Your objective = Rescale the material from the line containing "Expected: one point per instance of the man's shorts, reported" through the last line, writing out every line again, requests included, with each point coordinate multiplied by 2.45 and rounded to a whole number (halves round up). Give only those lines.

Data to process =
******************************

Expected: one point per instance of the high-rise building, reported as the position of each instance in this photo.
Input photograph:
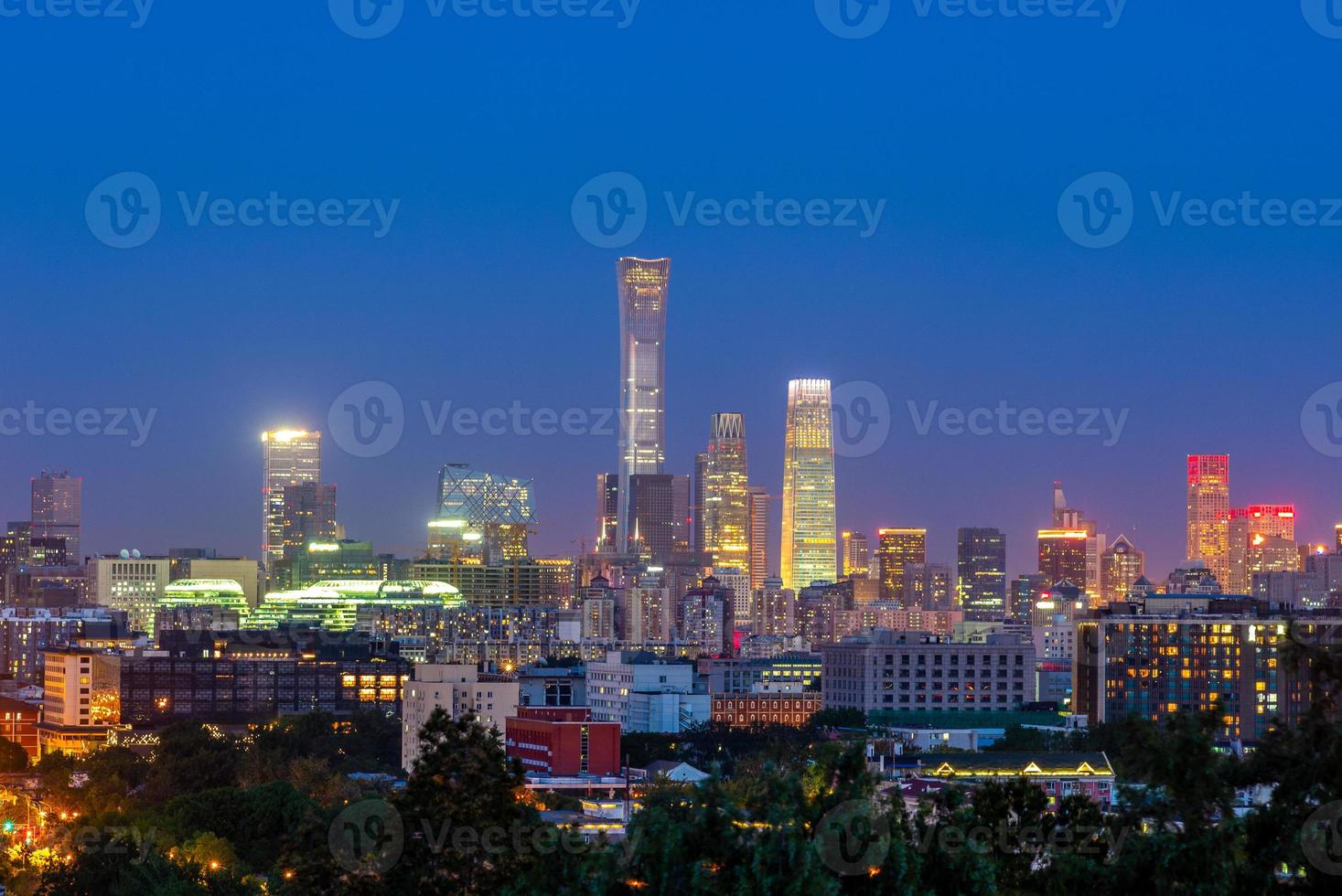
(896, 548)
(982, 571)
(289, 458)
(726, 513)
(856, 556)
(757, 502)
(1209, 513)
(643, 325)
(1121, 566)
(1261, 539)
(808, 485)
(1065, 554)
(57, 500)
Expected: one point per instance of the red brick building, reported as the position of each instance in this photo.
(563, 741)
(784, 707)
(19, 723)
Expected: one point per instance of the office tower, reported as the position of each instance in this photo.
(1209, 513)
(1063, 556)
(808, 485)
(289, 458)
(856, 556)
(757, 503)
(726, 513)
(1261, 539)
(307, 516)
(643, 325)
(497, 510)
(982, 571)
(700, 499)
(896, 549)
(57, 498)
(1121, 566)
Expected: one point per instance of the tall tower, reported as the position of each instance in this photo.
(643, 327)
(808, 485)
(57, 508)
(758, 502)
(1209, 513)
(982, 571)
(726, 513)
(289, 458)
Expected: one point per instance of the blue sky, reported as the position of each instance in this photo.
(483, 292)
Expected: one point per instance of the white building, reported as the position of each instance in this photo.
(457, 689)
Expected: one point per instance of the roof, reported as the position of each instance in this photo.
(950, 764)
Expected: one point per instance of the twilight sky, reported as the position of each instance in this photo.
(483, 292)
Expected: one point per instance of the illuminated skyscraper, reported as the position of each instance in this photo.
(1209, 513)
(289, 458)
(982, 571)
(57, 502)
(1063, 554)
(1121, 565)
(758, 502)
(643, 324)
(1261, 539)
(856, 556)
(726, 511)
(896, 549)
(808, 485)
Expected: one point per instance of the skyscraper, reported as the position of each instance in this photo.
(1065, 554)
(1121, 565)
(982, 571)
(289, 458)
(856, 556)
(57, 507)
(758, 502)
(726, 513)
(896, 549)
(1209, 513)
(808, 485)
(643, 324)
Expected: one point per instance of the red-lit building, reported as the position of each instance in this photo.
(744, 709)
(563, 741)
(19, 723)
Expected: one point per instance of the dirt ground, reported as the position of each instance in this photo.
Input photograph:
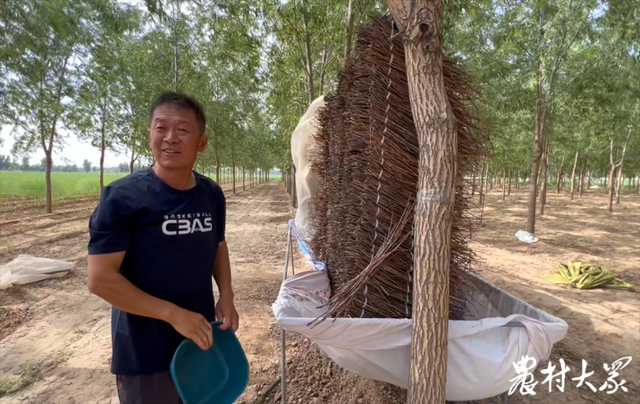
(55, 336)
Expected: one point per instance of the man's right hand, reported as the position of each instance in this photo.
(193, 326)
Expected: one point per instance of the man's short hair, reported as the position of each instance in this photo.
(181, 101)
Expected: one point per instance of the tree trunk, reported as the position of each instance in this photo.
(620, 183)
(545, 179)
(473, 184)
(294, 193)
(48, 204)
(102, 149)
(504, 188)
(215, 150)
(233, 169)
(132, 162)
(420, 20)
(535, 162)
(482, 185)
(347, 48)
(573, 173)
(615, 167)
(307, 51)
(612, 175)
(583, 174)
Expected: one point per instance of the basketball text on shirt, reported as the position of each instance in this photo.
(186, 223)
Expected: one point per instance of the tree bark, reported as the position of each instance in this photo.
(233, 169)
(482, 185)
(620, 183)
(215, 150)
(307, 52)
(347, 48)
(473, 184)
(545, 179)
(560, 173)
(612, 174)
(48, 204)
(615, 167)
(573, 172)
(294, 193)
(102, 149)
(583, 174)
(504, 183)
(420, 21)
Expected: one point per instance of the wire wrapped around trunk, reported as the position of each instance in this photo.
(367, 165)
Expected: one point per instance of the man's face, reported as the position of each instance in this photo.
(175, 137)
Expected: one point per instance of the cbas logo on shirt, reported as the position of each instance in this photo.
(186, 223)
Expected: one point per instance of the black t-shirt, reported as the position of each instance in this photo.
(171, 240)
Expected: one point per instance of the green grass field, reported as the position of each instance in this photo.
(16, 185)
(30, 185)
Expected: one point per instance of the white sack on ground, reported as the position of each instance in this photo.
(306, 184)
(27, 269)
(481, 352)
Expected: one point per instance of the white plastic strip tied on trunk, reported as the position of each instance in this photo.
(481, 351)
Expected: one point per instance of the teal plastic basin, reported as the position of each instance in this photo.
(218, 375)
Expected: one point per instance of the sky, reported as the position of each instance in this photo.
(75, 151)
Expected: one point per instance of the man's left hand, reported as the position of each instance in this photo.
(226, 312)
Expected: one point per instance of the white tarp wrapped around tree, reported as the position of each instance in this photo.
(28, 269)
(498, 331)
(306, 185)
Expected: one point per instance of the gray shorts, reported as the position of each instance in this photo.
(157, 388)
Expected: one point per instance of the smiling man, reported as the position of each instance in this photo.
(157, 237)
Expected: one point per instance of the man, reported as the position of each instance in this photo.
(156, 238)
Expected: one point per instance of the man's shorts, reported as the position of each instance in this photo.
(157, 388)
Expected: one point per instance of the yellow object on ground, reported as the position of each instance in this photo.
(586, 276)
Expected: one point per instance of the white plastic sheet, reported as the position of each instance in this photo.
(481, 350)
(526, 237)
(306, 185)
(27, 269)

******************************

The answer =
Expected: one point per instance of the man's shorts, reported as the position of each instance in this photo.
(385, 951)
Expected: one point per instance of the yellow object on ground, reported as the position of each instance in this photo.
(1436, 676)
Expected: one point per instance of the white plastic sheet, reported as the position of each instance in this photo.
(1178, 858)
(1289, 581)
(750, 453)
(66, 659)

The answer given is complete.